**Seçilmiş Bölüm**
·····

29 Nisan 2013 Pazartesi

BİLDİĞİNİ VEYA BİLMEDİĞİNİ BİLEN İNSAN


“Bildiğini bilenin arkasından gidiniz. 
Bildiğini bilmeyeni uyarınız. 
Bilmediğini bilene öğretiniz. 
Bilmediğini bilmeyenden kaçınız.”

Konfüçyüs’ün bu sözünü açalım biraz. Bilme ve bilmemenin farkında olma veya olamama durumu etrafında dönen bu sözlerin açıklanmaya ihtiyacı var. Tahminime göre bu ihtiyacı karşılarsak Konfüçyüs’ün ne demek istediği daha iyi anlaşılacaktır.

İlk satırdan başlayalım. Kolay ve doğru anlaşılır bir satır.

“Bildiğini bilenin arkasından gidiniz.”

Bildiğini bilen bir koca kişi, bir bilge kişidir. Bilgisini bilir ve hiçbir şekilde bildiğini afralı tafralı biçimde sunmaz, göstermez. O bilgi ona sonradan yapıştırılmış gibi durmaz, tam aksine bilgiyle bütünsellik sergiler. Bilgisi kendisidir, kendisi bilgidir. İki hali birbirinden ayıramazsınız. Ayrılamayacağı bilgisinden, tutumundan, tavrından ve bütün bunları harmanlayarak bir yaşam oluşturmasından bellidir. Bilge kişilerin insanlık onurunu yükseltme kaygısından başka kaygısı olmaz. İşte bunların arkasından gidilmesi öneriliyor.

İkinci satıra gelince.. o satırda şöyle;

“Bildiğini bilmeyeni uyarınız.”

Öyle insanlar vardır, bildiklerinin bir toplamını almamışlardır. Neyi ne kadar bildiklerinin farkında değillerdir. Günlük sıkıntıların içinde veya eğlencenin doruklarında yaşayarak kendini kaybedenlerinde amaçları bilgileriyle orantılı olmayınca edindikleri bilgiler kişiliklerine, ordanda topluma yansımaz. İşte Konfüçyüs bunun farkına varmayanların uyarılmasını öneriyor. Bu uyarılma bilgi sahibinin daha ziyade cesaretlendirilmesi biçimiyle yönlendirilmelidir. Çünkü bilginin dışavurumu için çoklukla cesarette gerekir.

Üçüncü satıra bakalım.

“Bilmediğini bilene öğretiniz.”

·····

**Yönergeler**
a) Konfüçyüs'ün sözü üzerine yazının "İkinci satıra gelince.." sözcüklerini içeren yerle açılıp "Üçüncü satıra bakalım." ile kapanan kısmını, "cesaretlendirilmesi" yerine "yüreklendirilmesi" koyarak düzenleyiniz.
b) Konfüçyüs'ün sözü üzerine yazıyı, son gösterilen cümleden itibaren sürdürünüz.
Bundan sonra gelen liste, metinden ayrı bir malzemedir.

**Konum etiketleme kayıtları**
·····

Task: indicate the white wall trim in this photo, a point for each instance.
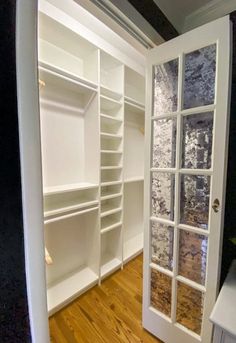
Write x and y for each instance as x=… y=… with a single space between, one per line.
x=205 y=14
x=30 y=160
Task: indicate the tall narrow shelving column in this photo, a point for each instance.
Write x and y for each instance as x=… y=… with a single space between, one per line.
x=111 y=135
x=134 y=112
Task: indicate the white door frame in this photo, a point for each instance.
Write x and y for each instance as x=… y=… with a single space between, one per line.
x=215 y=32
x=30 y=160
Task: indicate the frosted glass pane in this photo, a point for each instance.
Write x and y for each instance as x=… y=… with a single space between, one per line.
x=190 y=304
x=161 y=292
x=165 y=87
x=164 y=143
x=162 y=245
x=192 y=256
x=194 y=200
x=199 y=81
x=197 y=140
x=163 y=188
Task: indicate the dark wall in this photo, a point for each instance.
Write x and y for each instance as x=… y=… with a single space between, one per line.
x=229 y=249
x=14 y=325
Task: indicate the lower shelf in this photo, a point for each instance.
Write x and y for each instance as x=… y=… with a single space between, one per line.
x=109 y=264
x=132 y=247
x=68 y=289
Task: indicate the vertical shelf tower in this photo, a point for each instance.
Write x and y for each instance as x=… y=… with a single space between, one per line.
x=92 y=137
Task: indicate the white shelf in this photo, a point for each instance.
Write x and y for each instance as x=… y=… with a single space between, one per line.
x=109 y=209
x=110 y=223
x=81 y=89
x=111 y=152
x=109 y=104
x=111 y=196
x=81 y=205
x=110 y=93
x=132 y=107
x=110 y=136
x=133 y=247
x=111 y=183
x=110 y=119
x=69 y=76
x=109 y=264
x=110 y=167
x=68 y=188
x=134 y=179
x=134 y=103
x=68 y=289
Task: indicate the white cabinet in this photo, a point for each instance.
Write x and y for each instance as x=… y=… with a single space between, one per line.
x=92 y=142
x=223 y=315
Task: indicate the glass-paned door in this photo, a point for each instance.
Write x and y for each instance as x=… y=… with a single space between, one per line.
x=186 y=151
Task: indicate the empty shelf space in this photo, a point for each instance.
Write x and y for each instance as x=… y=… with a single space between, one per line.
x=111 y=152
x=110 y=135
x=109 y=119
x=69 y=201
x=134 y=179
x=68 y=188
x=133 y=247
x=111 y=183
x=111 y=167
x=57 y=47
x=134 y=87
x=109 y=209
x=68 y=76
x=134 y=107
x=110 y=106
x=79 y=90
x=109 y=264
x=110 y=196
x=111 y=221
x=68 y=289
x=113 y=190
x=110 y=93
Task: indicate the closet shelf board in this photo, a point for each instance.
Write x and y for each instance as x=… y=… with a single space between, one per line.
x=133 y=247
x=83 y=204
x=63 y=292
x=110 y=93
x=68 y=188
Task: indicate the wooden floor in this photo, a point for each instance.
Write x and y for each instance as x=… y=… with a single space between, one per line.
x=110 y=313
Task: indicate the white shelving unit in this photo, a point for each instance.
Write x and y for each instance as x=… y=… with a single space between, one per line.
x=92 y=136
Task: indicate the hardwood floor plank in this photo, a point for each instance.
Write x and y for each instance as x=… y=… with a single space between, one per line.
x=110 y=313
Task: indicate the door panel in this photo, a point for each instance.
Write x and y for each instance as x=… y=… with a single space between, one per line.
x=186 y=150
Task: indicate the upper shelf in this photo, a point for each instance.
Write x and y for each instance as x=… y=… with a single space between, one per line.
x=81 y=91
x=68 y=188
x=134 y=87
x=60 y=46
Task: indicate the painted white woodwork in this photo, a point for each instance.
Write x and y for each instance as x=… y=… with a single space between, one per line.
x=224 y=311
x=92 y=141
x=167 y=328
x=133 y=219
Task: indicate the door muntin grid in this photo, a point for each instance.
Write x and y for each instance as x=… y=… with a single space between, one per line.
x=191 y=145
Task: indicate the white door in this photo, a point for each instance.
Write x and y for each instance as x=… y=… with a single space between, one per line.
x=186 y=158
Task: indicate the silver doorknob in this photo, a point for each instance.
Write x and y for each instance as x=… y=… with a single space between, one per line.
x=216 y=205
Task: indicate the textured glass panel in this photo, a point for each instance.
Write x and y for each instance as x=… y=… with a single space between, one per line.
x=192 y=256
x=161 y=292
x=164 y=143
x=163 y=188
x=199 y=85
x=194 y=200
x=162 y=245
x=197 y=140
x=189 y=307
x=165 y=87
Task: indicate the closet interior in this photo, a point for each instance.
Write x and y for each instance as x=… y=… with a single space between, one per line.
x=92 y=140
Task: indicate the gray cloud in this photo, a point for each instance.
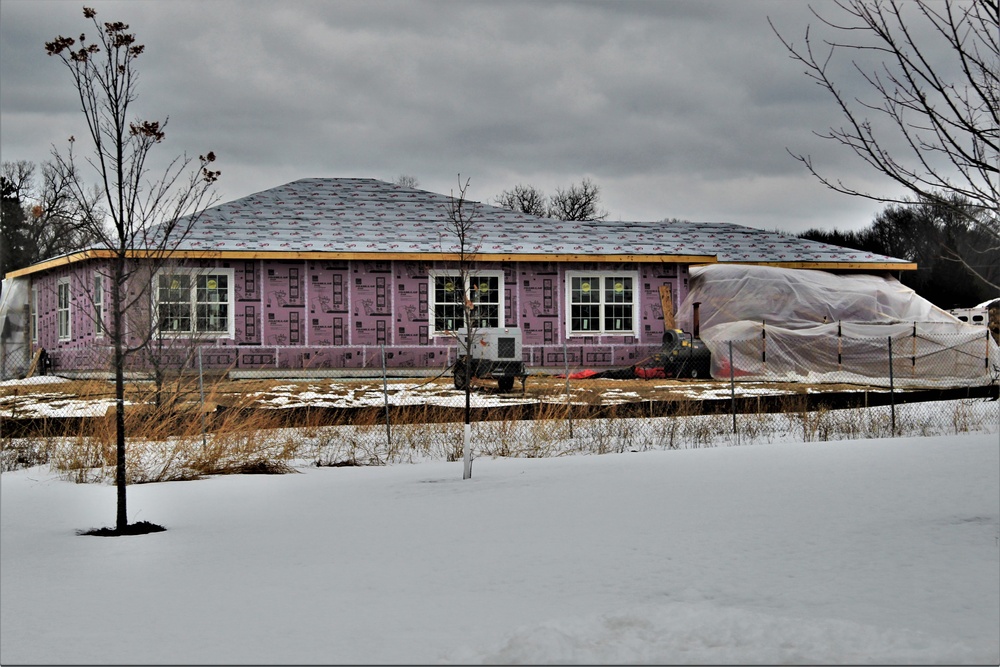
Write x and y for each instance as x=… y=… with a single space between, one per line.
x=675 y=108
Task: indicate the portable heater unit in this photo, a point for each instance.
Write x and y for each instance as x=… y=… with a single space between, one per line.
x=496 y=355
x=685 y=356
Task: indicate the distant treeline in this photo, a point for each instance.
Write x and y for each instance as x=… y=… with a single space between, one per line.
x=949 y=243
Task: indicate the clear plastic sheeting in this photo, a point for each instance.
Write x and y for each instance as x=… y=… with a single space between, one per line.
x=14 y=328
x=811 y=326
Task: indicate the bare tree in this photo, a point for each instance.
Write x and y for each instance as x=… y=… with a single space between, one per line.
x=524 y=199
x=463 y=217
x=931 y=120
x=41 y=217
x=146 y=218
x=578 y=202
x=407 y=181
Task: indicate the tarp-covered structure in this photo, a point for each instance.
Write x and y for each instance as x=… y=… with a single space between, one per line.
x=802 y=325
x=15 y=352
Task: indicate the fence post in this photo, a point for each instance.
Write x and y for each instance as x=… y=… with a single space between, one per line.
x=385 y=397
x=201 y=391
x=763 y=344
x=732 y=389
x=892 y=394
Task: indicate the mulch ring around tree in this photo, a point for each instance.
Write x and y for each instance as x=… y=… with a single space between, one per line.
x=139 y=528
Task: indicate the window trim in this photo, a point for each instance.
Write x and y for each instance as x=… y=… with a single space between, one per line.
x=34 y=313
x=66 y=311
x=432 y=277
x=100 y=309
x=602 y=304
x=229 y=332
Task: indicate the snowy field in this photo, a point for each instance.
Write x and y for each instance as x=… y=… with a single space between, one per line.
x=862 y=552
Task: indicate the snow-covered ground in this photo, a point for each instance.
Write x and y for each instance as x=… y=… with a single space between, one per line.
x=862 y=552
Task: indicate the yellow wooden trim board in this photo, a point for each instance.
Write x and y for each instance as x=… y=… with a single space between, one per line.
x=448 y=257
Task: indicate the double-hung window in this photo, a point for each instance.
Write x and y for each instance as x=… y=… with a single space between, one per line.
x=601 y=303
x=482 y=292
x=192 y=302
x=62 y=309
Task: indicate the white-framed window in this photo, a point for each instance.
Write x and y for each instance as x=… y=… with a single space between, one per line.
x=194 y=302
x=62 y=309
x=448 y=298
x=601 y=303
x=34 y=313
x=98 y=301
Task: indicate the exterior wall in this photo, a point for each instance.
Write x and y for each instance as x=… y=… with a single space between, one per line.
x=339 y=314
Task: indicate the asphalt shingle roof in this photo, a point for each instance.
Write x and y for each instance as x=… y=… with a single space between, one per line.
x=351 y=215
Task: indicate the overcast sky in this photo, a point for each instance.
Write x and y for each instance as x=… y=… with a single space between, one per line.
x=675 y=109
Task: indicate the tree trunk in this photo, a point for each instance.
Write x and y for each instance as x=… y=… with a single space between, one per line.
x=121 y=521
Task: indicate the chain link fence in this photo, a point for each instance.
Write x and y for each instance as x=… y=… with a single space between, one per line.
x=760 y=389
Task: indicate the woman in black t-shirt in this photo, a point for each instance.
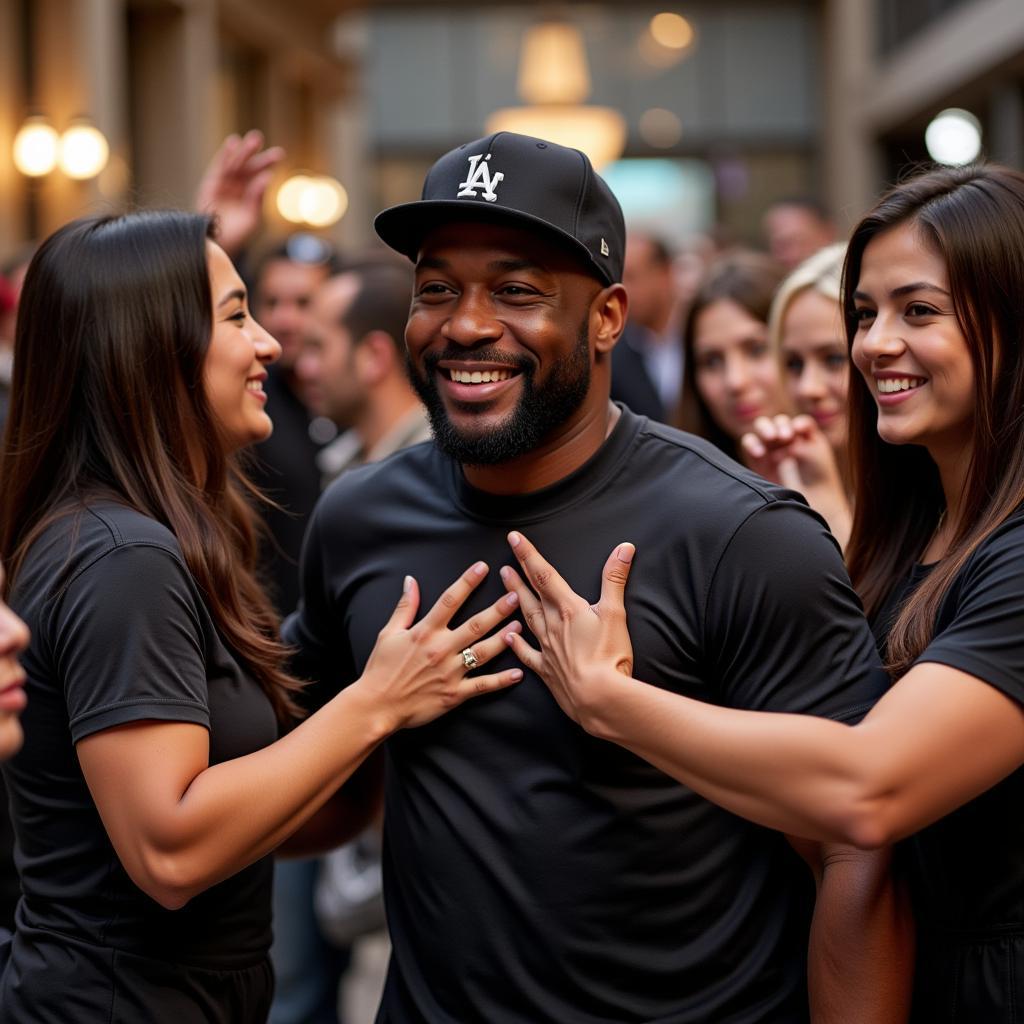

·····

**Görev Yanıtları**
a)
İkinci satıra gelince.. o satırda şöyle;

“Bildiğini bilmeyeni uyarınız.”

Öyle insanlar vardır, bildiklerinin bir toplamını almamışlardır. Neyi ne kadar bildiklerinin farkında değillerdir. Günlük sıkıntıların içinde veya eğlencenin doruklarında yaşayarak kendini kaybedenlerinde amaçları bilgileriyle orantılı olmayınca edindikleri bilgiler kişiliklerine, ordanda topluma yansımaz. İşte Konfüçyüs bunun farkına varmayanların uyarılmasını öneriyor. Bu uyarılma bilgi sahibinin daha ziyade yüreklendirilmesi biçimiyle yönlendirilmelidir. Çünkü bilginin dışavurumu için çoklukla cesarette gerekir.

Üçüncü satıra bakalım.

b)
Öğrenme ihtiyacı bilme ihtiyacıyla başlar. İhtiyaç, uğraşılan meslekle ilgili temel bilgiler denilen öncelikli bilgilere sahip olunmadığında daha çok ortaya çıkar. Sonraki bilgiler mesleği daha ileri boyuta taşımak için mesleki yayınlardan veya mesleki deneylerden oluşan bilgilerden edinilir. Yaşamı elbette sadece mesleki bilgilerle sınırlayamayız ama mesleki bilgilerden de ayrı tutamayız. Çünkü meslek ve yaşam birbirinin ayrılmaz parçalarıdır. Onun için bir olay ve olgu ile birlikte özel zevk ve ilgiler kadar, belki de daha fazla mesleki bilgi, kesin ve doğru sonuca vardıracaktır. Bunun farkında olan konuyla ilgili bilgileri bilmediğini bilir. İhtiyacı olacağını da.. bu kadar bilgi, bilgiyi edinmek için yeterde artar bile. İşte bu durumda olanların elinden tutmak gerek.

Dördüncü satır kendimizi sakınacağımız kişileri söylüyor.

“Bilmediğini bilmeyenden kaçınız.”

En zoru bu grupta toplanan cahiller grubudur. Bunlar sizi anlamalarından vazgeçtim, sevmezler bile. Çünkü onların kıt akıllarıyla tabulaştırıp taptıkları cahillik öyle derin ve o kadar inatçıdır ki.. sizin bilgilerinizi tartışılır kılmadan rahat edemez. İçinde oldukları kavram kargaşasını görürsünüz ama siz ona gösteremezsiniz. Çünkü dolap beygiri gibi at gözlüklüdürler. Aynı yerde dönüp durdukları halde dünyayı dolaştıklarını zannederler. Bunlar tehlikelidir. Fanatikliklerinden adam bile öldürebilirler. Her tür fikrin yobazı bu gruptan çıkar. Bunların yanında durulmamalıdır.

Kısaca bildiğini veya bilmediğini bilenden korkmayın onlar insanlık onurunu yücelten veya yüceltmeye hazır insanlardır. En kötüsü bilmediği halde bildiğini zanneden ve bol kepçe lokantasından ücretsiz, nefis olduğunu zannettiği ama onmamış, pişmemiş, yağı tuzu eksik yemek dağıtır gibi fikir dağıtanlardır.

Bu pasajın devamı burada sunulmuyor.